>> BEGIN

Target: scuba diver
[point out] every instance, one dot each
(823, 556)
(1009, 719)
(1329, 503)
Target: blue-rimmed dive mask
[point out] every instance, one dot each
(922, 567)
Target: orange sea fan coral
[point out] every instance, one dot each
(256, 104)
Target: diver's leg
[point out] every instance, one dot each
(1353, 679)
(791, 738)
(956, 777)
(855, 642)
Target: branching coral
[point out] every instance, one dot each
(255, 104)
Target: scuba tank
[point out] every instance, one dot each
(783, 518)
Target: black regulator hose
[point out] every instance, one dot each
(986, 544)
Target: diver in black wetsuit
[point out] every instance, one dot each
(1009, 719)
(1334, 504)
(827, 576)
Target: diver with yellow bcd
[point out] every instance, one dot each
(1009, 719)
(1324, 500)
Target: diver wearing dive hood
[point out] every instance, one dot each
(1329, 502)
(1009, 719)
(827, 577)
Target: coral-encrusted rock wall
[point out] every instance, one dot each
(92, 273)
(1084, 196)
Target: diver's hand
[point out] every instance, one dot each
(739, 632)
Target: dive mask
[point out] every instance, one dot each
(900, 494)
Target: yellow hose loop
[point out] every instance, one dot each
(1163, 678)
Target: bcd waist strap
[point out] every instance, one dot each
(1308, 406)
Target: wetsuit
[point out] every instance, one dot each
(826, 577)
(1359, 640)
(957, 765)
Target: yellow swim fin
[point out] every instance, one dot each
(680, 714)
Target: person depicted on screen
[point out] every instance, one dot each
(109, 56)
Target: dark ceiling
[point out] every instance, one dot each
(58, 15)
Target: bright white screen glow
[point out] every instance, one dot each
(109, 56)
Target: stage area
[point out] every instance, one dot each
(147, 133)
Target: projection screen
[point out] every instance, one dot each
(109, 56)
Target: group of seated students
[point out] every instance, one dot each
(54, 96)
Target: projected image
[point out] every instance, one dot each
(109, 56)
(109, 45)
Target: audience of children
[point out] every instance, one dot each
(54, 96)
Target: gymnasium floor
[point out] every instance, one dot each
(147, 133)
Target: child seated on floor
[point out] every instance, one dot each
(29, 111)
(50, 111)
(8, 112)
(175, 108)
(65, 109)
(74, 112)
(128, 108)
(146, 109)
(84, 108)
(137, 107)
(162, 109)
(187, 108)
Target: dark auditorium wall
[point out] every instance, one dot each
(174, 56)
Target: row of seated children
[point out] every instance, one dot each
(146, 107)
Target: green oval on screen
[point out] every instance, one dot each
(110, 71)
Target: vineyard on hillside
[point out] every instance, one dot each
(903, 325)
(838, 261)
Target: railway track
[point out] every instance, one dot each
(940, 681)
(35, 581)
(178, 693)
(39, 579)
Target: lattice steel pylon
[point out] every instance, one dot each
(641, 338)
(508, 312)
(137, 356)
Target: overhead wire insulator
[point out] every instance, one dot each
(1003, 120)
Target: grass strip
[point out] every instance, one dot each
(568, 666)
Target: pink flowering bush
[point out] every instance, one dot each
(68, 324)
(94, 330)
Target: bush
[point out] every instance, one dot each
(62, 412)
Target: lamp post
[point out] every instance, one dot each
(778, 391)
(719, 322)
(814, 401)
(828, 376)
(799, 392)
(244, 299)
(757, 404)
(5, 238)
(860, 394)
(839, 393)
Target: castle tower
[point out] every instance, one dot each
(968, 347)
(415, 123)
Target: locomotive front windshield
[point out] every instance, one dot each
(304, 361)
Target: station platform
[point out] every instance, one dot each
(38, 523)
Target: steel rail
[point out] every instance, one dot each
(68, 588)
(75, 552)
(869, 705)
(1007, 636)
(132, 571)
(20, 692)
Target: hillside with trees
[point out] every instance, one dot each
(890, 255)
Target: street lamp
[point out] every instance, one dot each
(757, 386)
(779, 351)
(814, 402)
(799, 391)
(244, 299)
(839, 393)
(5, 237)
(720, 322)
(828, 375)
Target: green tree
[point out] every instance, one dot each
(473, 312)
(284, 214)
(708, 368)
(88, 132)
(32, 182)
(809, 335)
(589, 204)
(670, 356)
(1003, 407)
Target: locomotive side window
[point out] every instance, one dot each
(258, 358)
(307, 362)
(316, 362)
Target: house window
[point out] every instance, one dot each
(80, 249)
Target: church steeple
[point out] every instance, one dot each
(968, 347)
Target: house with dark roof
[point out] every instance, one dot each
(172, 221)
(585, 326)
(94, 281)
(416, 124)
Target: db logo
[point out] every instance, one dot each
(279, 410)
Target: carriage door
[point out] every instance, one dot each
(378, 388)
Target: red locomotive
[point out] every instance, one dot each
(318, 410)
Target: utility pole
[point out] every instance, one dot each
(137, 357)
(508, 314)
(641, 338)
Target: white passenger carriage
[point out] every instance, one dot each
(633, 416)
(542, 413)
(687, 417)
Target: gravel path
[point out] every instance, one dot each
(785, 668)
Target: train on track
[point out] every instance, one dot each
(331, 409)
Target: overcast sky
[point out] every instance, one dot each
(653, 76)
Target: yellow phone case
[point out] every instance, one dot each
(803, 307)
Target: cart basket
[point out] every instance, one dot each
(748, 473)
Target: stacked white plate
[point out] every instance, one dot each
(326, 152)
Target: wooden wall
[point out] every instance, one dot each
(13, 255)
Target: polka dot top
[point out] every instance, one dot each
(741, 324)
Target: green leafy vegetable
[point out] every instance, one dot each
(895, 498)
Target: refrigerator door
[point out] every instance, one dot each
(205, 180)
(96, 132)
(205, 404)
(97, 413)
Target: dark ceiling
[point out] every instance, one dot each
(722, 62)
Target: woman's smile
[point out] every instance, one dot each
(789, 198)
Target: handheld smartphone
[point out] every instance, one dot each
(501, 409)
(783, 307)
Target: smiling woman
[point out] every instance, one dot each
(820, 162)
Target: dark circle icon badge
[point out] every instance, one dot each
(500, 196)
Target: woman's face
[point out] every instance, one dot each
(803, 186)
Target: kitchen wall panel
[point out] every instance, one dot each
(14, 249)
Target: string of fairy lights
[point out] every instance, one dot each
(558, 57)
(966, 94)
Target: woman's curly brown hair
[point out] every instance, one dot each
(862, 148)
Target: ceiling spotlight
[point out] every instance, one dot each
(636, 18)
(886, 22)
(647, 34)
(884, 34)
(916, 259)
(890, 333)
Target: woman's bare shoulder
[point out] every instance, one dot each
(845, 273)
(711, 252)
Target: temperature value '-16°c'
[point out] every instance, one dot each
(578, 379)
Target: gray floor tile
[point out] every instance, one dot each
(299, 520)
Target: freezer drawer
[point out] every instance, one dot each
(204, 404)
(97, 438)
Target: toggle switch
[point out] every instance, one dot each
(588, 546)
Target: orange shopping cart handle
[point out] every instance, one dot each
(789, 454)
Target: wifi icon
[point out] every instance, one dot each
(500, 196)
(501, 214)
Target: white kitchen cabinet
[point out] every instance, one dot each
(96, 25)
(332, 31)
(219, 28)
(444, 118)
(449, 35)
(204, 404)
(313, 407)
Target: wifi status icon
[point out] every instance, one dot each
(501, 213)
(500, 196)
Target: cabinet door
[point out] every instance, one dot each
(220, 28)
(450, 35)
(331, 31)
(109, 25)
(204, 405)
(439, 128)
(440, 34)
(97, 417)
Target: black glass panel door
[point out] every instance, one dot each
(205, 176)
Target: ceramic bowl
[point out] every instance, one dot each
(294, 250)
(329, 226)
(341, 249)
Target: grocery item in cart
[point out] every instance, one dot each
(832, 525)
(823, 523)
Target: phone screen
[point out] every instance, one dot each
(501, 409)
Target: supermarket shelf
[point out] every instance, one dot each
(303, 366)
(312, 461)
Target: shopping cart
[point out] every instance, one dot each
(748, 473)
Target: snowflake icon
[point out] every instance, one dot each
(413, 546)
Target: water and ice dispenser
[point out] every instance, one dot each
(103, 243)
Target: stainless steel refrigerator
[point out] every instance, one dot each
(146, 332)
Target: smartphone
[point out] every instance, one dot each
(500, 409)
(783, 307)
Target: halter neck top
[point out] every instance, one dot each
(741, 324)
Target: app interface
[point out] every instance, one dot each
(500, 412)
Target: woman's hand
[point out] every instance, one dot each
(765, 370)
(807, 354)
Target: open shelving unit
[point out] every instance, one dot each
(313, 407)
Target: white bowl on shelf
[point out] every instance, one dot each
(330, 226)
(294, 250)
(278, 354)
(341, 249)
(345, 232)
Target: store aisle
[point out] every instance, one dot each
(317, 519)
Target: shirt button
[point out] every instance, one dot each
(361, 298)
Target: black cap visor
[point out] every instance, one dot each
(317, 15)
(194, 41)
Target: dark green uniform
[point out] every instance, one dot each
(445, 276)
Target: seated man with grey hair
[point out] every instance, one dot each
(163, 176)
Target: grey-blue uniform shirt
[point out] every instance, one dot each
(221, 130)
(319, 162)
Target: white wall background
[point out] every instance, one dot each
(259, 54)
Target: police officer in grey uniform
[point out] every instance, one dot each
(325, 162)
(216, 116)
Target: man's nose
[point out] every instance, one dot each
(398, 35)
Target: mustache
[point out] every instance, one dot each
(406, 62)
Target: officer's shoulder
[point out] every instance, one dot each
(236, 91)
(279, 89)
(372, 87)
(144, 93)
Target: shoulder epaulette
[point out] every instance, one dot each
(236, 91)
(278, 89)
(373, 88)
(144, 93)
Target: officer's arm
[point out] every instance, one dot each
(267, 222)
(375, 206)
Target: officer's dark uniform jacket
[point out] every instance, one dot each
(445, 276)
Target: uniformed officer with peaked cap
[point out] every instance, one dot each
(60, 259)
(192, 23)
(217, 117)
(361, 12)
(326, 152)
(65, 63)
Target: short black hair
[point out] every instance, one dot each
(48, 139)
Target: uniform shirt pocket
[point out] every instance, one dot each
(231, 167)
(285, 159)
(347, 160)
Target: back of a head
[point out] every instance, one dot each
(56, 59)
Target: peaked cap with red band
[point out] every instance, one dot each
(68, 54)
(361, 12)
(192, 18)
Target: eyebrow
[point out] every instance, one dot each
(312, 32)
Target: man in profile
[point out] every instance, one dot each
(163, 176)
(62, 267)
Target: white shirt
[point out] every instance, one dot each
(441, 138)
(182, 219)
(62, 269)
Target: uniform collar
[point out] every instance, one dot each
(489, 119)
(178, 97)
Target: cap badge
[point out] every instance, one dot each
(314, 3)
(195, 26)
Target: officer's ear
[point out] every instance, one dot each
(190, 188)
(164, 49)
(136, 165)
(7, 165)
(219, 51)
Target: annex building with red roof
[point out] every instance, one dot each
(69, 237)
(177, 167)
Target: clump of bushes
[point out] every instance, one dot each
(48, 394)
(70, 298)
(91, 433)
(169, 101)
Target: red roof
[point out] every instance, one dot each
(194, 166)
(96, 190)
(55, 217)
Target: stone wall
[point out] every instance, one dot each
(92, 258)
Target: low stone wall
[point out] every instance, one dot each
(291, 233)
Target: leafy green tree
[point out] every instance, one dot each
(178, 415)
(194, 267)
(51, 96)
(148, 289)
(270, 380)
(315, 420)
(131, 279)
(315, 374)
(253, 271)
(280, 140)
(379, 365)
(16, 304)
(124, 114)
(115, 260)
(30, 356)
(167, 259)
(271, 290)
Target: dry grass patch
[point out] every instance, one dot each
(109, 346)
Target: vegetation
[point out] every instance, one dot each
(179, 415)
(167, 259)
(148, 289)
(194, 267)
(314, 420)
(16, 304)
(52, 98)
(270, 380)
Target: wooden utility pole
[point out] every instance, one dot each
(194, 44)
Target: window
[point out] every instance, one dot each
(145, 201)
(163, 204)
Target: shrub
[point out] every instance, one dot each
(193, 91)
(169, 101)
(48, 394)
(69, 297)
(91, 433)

>> END

- [Set task]: Copy exactly the lines from the one containing "Target: man in profile" through the last line of the records, both included, and nothing else.

- [Response for this exercise]:
Target: man in profile
[point out] every instance, one dot each
(163, 176)
(62, 267)
Target: white shirt
[point out] every instance, one dot each
(441, 138)
(182, 219)
(62, 269)
Target: uniform collar
[point out] every instance, one dot each
(489, 119)
(178, 97)
Target: cap badge
[point out] every instance, one dot each
(314, 3)
(195, 26)
Target: officer's ear
[point out] every instance, one dot each
(190, 188)
(164, 49)
(136, 165)
(7, 165)
(219, 51)
Target: annex building with red roof
[point out] every instance, one dot each
(69, 237)
(177, 167)
Target: clump of bushes
[point out] every instance, one dot each
(48, 394)
(70, 298)
(91, 433)
(169, 101)
Target: red roof
[point out] every instance, one dot each
(194, 166)
(96, 190)
(55, 217)
Target: stone wall
[point out] every instance, one dot each
(92, 258)
Target: low stone wall
[point out] every instance, one dot each
(291, 233)
Target: leafy green tree
[point out] every instance, one dot each
(178, 415)
(194, 267)
(51, 96)
(148, 289)
(270, 380)
(315, 420)
(131, 279)
(315, 374)
(253, 271)
(280, 140)
(379, 365)
(16, 304)
(124, 114)
(115, 260)
(30, 356)
(167, 259)
(271, 290)
Target: dry grass patch
[point out] every instance, one dot each
(109, 346)
Target: vegetation
[point out] every instance, one dot each
(179, 415)
(167, 259)
(148, 289)
(194, 267)
(314, 420)
(16, 304)
(52, 98)
(270, 380)
Target: wooden utility pole
[point out] every instance, one dot each
(194, 44)
Target: window
[point out] every instance, one dot each
(145, 201)
(163, 204)
Target: shrub
[point out] every instance, one dot each
(193, 91)
(169, 101)
(48, 394)
(69, 297)
(91, 433)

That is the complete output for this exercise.